WHAT IS ASKED: Echo the lines from the line with "Segment the person" up to and including the line with "[[89,241],[172,237],[130,193]]", with nothing changed.

STORED ROWS:

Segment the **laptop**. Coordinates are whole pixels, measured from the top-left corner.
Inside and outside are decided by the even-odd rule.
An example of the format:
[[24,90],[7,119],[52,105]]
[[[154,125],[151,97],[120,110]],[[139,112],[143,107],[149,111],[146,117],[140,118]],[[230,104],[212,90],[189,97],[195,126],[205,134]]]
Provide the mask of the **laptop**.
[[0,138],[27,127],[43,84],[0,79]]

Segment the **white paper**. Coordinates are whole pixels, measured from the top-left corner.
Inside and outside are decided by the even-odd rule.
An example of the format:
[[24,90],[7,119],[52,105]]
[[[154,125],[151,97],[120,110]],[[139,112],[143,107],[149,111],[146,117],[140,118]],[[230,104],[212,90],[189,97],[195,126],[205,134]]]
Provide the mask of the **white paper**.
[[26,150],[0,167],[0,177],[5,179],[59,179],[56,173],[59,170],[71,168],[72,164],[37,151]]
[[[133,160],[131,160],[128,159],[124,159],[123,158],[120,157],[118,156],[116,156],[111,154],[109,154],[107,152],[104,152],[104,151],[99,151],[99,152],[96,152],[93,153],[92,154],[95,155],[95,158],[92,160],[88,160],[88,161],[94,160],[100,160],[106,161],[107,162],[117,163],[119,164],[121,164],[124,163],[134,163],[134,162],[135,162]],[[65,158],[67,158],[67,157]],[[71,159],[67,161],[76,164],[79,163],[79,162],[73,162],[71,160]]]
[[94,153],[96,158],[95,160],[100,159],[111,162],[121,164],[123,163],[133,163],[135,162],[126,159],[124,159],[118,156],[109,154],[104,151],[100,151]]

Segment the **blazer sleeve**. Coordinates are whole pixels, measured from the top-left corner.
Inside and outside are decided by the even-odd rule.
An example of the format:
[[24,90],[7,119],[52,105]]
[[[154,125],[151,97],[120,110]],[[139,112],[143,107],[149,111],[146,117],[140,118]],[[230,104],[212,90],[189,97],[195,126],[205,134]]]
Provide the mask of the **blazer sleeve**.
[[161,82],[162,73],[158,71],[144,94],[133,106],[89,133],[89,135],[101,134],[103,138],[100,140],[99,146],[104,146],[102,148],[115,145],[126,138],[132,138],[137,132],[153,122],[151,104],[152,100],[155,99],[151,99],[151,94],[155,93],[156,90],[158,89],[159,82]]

--

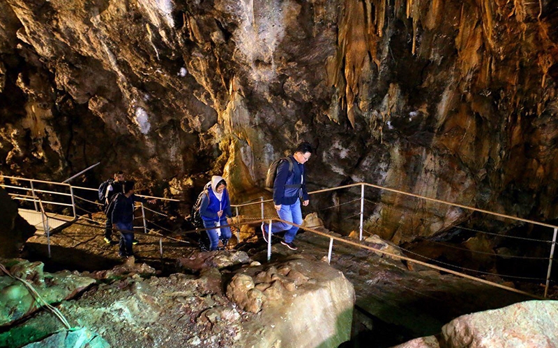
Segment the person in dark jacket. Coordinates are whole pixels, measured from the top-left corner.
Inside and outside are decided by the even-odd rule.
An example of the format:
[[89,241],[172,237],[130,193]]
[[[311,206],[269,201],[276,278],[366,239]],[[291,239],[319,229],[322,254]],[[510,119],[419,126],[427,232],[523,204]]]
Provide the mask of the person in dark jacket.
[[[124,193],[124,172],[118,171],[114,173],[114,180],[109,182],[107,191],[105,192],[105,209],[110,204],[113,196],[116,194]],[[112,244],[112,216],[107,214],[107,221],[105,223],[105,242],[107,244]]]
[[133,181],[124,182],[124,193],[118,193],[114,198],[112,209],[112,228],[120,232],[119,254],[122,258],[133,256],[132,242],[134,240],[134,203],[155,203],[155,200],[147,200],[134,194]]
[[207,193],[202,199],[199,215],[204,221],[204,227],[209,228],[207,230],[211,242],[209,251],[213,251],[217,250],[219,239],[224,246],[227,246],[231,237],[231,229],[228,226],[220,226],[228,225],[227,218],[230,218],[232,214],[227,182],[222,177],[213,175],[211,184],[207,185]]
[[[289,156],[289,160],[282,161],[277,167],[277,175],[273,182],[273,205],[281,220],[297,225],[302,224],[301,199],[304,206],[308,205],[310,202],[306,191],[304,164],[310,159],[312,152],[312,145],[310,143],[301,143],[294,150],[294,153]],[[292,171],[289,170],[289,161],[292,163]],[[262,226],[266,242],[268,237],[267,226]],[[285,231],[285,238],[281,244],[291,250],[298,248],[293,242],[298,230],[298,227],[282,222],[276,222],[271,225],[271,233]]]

WRITTEN REPLY:
Segment the person in dark jacket. Coordinates are whole pixels, measured from the top-left corner.
Inside and outside are decided by the even-odd rule.
An example of the format:
[[89,241],[172,237],[130,193]]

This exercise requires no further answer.